Exercise aim — Return every line below verbatim, but leave the pictures out.

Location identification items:
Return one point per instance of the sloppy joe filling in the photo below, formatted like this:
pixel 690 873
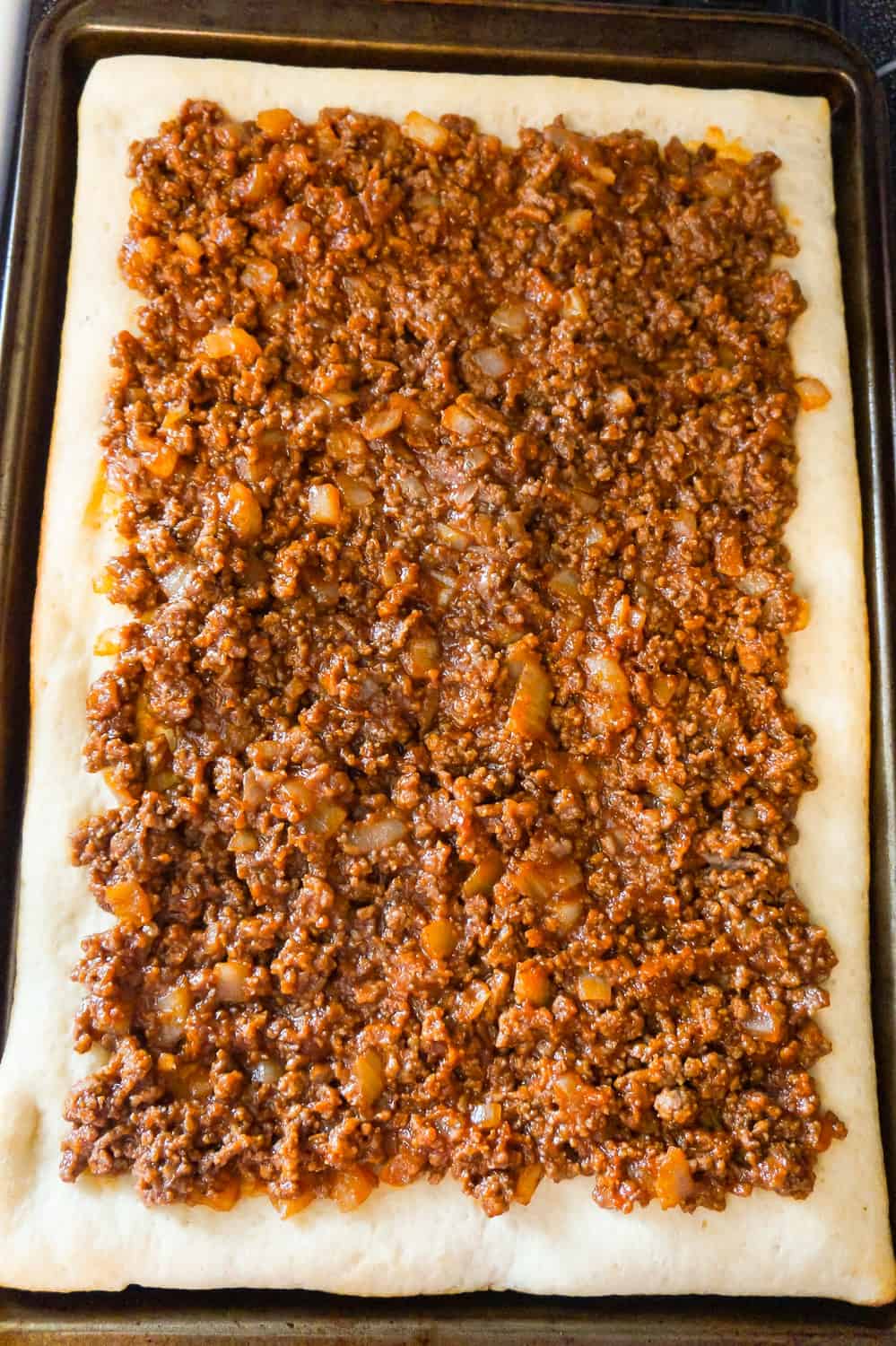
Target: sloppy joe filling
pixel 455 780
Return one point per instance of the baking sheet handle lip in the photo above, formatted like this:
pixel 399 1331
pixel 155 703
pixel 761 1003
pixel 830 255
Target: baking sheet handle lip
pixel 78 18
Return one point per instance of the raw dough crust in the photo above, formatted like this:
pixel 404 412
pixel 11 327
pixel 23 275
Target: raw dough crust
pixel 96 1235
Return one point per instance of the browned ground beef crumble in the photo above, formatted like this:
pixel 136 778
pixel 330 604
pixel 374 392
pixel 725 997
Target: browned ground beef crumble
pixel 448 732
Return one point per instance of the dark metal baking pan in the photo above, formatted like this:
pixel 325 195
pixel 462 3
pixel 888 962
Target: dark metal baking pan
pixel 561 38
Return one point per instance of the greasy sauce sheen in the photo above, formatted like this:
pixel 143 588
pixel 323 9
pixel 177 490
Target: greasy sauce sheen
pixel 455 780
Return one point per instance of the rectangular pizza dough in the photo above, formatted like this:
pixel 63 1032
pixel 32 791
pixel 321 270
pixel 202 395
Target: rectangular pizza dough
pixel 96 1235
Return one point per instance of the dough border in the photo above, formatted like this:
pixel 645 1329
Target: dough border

Complete answer —
Return one point per instance of the sloppy joe filling in the photo below, formatted like this:
pixel 690 873
Target: sloppy joe filling
pixel 455 780
Return one point per instance of the baking sheet handle lip in the photo above, formatted like this:
pixel 399 1331
pixel 155 703
pixel 761 1003
pixel 830 255
Target: baking sheet handle lip
pixel 78 18
Return one point per instance of the raw dough crust in the photo above, formatted like this:
pixel 404 412
pixel 11 327
pixel 23 275
Target: raw dough crust
pixel 96 1235
Return one point per instance of the browned ground beef crumble in the photo above, formatted like this:
pixel 136 778
pixel 330 604
pixel 374 392
pixel 725 997
Target: browned ground beef crumble
pixel 448 732
Return one point per instance of the dark metal baking pan in the photo above, formatted like this:
pixel 325 195
pixel 462 3
pixel 888 962
Target: dark metal baking pan
pixel 561 38
Return one point per instance of the greasy sauce sheen in the photo above, formatted like this:
pixel 143 588
pixel 323 9
pixel 177 490
Target: greasy sauce sheen
pixel 455 780
Return one point per instance of the rectangular pizza dough in the photo above, formatted like this:
pixel 63 1032
pixel 32 791
pixel 321 270
pixel 202 395
Target: rectangular pizza dough
pixel 96 1235
Return one point per instance of the dough border in the photo above, formatted like this:
pixel 645 1329
Target: dough border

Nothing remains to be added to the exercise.